* Requirement *
Swap "whereabouts" for "location" throughout everything from the start of the listing down to the line containing "[75,223,239,342]", that line included. Return only those lines, with everything else unchanged.

* Given information *
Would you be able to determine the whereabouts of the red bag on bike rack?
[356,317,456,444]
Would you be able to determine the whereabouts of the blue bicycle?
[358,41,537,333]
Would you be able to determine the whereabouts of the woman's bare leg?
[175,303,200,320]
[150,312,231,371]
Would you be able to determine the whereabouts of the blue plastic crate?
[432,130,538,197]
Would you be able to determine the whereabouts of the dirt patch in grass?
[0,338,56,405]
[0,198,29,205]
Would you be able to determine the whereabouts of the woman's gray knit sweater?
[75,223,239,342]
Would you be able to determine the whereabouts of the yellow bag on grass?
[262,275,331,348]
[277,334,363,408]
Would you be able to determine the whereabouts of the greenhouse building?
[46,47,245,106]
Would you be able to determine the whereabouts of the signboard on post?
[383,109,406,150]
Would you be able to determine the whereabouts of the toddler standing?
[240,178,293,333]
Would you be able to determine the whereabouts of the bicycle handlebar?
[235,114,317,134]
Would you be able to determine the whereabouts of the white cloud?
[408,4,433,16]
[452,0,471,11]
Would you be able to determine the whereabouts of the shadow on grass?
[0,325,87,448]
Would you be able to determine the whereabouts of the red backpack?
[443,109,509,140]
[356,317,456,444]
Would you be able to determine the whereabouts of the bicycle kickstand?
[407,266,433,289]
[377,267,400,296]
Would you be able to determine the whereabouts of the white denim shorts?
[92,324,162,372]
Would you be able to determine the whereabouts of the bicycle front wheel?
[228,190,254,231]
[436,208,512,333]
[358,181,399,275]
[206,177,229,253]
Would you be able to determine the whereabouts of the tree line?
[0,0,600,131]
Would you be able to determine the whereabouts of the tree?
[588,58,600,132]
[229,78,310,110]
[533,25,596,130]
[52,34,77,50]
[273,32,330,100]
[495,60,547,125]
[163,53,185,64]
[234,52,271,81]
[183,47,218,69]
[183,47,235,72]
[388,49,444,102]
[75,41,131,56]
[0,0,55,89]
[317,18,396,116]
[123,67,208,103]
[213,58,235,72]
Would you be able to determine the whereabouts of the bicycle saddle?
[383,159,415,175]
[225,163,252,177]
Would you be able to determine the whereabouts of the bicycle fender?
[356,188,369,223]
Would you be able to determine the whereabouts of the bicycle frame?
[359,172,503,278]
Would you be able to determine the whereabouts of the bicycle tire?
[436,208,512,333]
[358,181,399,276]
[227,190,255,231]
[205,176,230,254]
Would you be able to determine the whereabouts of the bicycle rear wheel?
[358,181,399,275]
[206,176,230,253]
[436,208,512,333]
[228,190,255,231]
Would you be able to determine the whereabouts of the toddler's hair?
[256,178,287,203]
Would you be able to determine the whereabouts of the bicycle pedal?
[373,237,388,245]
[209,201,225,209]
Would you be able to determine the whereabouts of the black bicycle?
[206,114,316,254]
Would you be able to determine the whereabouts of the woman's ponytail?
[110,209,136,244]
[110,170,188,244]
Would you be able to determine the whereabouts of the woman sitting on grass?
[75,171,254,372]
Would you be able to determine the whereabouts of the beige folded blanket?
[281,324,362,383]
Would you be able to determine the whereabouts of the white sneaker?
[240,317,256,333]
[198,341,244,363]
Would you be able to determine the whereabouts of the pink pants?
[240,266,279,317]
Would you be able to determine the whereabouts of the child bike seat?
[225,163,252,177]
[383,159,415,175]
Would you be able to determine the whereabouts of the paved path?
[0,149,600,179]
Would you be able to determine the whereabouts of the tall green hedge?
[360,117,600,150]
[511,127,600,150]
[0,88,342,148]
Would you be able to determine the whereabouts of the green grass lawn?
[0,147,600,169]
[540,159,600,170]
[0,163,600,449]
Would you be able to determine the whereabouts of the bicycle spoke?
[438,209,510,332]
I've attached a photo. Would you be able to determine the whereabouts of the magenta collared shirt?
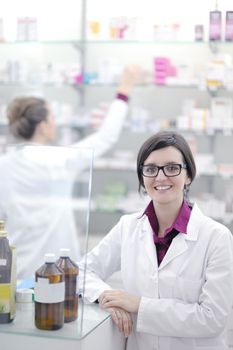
[144,201,192,266]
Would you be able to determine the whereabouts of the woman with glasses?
[81,131,233,350]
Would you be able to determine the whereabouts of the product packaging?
[57,248,79,322]
[34,254,65,330]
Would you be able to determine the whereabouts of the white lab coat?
[0,99,128,279]
[80,204,233,350]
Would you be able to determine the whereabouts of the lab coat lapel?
[159,233,188,270]
[159,204,204,270]
[140,217,158,270]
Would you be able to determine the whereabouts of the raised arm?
[75,65,140,158]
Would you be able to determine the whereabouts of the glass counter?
[0,301,110,341]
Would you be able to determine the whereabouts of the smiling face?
[143,146,190,208]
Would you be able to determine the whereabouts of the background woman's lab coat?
[0,99,128,279]
[80,205,233,350]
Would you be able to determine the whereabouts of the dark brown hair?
[137,131,196,192]
[7,96,48,140]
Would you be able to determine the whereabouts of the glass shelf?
[0,39,233,46]
[0,300,110,340]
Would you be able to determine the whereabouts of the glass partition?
[0,144,108,340]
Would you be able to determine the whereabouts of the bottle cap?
[60,248,70,258]
[16,288,34,303]
[44,253,56,263]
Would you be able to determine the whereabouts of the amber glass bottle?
[35,254,65,330]
[0,221,16,323]
[57,248,79,322]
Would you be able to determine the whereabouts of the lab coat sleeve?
[79,220,122,302]
[137,231,233,337]
[73,99,128,158]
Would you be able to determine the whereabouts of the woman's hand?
[99,290,141,312]
[106,307,133,338]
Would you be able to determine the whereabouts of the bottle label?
[0,283,11,314]
[76,275,79,294]
[34,278,65,304]
[0,259,7,266]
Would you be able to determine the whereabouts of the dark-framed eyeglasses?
[141,163,187,177]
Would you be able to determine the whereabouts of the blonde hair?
[7,96,48,140]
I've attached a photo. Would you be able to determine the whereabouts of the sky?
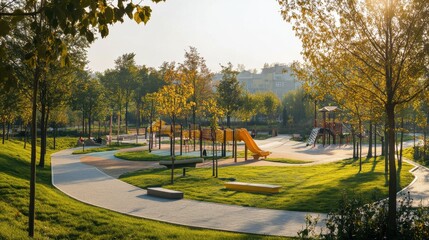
[87,0,302,72]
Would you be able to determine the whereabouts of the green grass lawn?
[115,150,252,161]
[73,143,144,154]
[265,158,313,164]
[402,147,429,167]
[121,158,413,212]
[0,138,280,240]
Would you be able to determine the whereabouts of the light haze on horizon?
[87,0,302,72]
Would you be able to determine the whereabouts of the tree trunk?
[88,109,92,139]
[366,121,372,158]
[39,94,46,168]
[28,64,40,238]
[386,104,397,238]
[2,120,6,144]
[125,100,128,134]
[54,123,57,150]
[374,124,377,158]
[136,103,140,143]
[80,110,85,137]
[398,117,404,168]
[6,122,10,140]
[24,126,28,149]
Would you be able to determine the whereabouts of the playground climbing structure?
[307,106,350,146]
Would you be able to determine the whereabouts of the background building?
[213,64,301,99]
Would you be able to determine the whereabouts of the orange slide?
[236,128,270,158]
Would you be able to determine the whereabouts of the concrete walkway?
[52,149,326,236]
[52,136,429,236]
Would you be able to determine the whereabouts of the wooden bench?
[224,182,282,193]
[159,158,204,176]
[292,134,303,141]
[147,187,183,199]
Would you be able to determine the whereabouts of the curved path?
[52,134,429,236]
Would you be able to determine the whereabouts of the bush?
[298,194,429,240]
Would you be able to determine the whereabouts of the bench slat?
[147,187,183,199]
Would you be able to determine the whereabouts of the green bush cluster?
[298,193,429,240]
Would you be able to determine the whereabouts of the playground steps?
[307,128,320,146]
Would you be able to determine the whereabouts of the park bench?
[147,187,183,199]
[224,182,281,193]
[159,158,204,176]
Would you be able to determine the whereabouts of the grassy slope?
[121,159,413,212]
[0,138,284,239]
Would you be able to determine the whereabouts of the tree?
[236,92,258,124]
[0,0,164,237]
[156,63,194,184]
[115,53,138,133]
[255,92,281,126]
[133,66,164,142]
[282,88,314,126]
[278,0,429,238]
[180,47,213,135]
[217,63,243,127]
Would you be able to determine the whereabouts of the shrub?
[298,191,429,240]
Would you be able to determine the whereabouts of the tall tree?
[0,0,164,237]
[216,63,243,127]
[278,0,429,238]
[180,47,213,137]
[115,53,138,133]
[156,63,194,184]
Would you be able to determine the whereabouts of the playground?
[52,131,429,236]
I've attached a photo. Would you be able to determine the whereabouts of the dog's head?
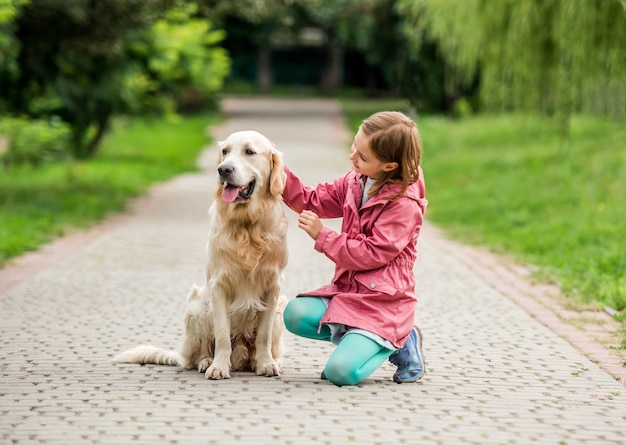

* Answer to the task *
Would you be able to determine the location of the red bag on bike rack?
[356,317,456,444]
Would you be able to determine the location of the blue bicycle?
[358,41,537,333]
Would you be able to determine the location of the woman's bare leg?
[175,303,200,320]
[150,312,231,371]
Would you be able to determine the location of the blue plastic crate?
[432,130,538,197]
Would you be able to determine the location of the dirt patch in grass?
[0,338,56,405]
[0,198,29,205]
Would you be able to determine the location of the woman's gray knit sweater?
[75,223,239,342]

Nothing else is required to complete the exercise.